◆ Task details
Nothing but the lines from the one containing "Task: mark each instance of the paved walkway" to the end of the data should be returned, each exactly as written.

◆ Source material
(begin)
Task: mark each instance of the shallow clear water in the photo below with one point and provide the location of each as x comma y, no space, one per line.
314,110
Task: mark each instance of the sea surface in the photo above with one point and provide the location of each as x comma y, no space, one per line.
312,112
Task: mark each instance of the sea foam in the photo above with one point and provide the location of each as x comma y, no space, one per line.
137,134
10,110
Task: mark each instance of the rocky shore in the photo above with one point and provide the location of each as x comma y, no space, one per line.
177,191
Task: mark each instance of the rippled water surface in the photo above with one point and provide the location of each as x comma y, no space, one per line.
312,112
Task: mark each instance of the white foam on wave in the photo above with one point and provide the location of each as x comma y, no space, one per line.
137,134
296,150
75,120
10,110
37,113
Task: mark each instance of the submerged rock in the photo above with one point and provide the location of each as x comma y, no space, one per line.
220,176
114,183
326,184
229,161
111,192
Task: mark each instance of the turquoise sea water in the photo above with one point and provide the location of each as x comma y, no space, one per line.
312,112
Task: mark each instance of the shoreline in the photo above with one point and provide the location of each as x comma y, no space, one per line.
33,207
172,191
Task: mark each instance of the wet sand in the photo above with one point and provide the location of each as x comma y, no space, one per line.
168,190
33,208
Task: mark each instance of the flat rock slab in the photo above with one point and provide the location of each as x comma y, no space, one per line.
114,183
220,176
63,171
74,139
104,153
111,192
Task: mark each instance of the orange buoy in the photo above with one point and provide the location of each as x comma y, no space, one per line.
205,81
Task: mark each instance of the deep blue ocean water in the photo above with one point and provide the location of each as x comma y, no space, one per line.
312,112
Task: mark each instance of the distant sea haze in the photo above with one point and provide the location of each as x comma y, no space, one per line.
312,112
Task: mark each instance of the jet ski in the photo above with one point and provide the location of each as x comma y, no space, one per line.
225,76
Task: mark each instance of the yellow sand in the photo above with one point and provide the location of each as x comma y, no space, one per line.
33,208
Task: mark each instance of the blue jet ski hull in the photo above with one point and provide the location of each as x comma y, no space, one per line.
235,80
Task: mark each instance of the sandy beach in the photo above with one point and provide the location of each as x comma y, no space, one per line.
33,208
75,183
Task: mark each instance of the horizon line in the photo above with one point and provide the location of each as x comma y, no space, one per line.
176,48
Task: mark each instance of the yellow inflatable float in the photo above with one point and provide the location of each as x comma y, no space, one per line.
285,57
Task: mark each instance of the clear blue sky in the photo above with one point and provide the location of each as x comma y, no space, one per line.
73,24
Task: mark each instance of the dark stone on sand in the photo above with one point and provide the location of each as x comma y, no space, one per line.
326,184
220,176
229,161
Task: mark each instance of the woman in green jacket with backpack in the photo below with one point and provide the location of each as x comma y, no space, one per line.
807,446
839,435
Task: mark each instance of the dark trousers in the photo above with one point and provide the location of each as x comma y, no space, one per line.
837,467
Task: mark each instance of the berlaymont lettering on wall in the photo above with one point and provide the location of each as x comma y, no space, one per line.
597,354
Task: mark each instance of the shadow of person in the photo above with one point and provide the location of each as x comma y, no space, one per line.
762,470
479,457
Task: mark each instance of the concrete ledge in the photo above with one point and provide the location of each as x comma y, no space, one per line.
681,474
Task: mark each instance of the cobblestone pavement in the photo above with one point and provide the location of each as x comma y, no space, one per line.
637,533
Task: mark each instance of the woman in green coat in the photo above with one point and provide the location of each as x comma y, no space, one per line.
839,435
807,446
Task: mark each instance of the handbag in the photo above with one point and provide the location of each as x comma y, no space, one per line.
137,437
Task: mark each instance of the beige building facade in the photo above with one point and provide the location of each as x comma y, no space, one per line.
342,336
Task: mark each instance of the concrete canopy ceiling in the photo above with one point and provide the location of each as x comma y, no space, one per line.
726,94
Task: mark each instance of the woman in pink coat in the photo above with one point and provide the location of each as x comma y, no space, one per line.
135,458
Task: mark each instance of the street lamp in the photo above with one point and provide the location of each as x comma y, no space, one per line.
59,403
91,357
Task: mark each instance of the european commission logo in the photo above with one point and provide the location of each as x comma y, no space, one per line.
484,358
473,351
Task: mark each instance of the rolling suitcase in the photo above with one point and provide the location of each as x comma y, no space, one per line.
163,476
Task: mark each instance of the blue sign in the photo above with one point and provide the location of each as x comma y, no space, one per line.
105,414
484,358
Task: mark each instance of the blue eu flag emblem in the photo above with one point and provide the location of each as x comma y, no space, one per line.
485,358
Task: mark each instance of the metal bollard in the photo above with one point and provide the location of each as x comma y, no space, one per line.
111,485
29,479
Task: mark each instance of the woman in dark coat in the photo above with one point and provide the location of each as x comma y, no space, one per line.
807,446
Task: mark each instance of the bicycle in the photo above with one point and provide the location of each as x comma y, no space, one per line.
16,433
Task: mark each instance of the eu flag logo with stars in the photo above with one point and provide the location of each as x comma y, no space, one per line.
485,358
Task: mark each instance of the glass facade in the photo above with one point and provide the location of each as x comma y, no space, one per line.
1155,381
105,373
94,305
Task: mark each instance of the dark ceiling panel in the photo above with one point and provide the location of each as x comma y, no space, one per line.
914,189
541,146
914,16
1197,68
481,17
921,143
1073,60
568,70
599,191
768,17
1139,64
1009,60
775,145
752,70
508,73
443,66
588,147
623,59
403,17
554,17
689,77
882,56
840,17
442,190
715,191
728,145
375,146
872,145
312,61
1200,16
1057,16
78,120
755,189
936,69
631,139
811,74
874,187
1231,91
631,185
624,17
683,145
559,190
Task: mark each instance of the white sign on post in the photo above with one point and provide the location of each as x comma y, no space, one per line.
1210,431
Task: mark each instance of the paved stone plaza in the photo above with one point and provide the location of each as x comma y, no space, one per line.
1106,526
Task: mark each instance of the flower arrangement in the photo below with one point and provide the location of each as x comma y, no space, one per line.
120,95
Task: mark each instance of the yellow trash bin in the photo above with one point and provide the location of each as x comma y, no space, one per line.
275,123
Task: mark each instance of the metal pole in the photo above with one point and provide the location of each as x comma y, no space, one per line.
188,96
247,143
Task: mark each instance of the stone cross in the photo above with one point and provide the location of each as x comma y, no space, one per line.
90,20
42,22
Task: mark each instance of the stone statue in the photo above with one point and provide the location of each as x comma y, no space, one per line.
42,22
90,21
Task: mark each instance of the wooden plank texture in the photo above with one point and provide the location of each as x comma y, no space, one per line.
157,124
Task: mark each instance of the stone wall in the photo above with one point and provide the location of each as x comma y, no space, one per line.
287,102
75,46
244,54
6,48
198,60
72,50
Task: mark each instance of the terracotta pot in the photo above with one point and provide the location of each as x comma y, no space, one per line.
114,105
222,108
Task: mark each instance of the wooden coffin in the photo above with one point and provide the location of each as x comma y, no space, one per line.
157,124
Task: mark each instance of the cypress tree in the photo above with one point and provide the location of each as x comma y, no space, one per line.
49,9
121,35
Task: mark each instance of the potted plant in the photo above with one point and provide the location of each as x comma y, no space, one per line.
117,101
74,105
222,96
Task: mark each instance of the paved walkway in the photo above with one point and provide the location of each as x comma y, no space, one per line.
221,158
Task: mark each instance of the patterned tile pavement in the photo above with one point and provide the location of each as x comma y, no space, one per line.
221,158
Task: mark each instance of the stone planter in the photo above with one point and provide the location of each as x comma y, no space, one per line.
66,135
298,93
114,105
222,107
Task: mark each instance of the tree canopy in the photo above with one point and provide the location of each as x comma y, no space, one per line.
(end)
◆ Solution
Task: mark each instance of the paved walkway in the photo above with one point and provide the location of each as x comma y, no space, one per line.
221,158
Task: mark each instance of the patterned tile pavement in the photo above with one point and provide the location of each as x comma y, no space, one per line.
221,158
Task: mark each instance of the stone planter in the photo above with one point and provide the location of each as x comma y, no space, one per line.
66,135
298,93
114,105
222,107
Task: mark each instance of the tree canopy in the photo above with one point and provide the location of each as x comma y, no space, one per line.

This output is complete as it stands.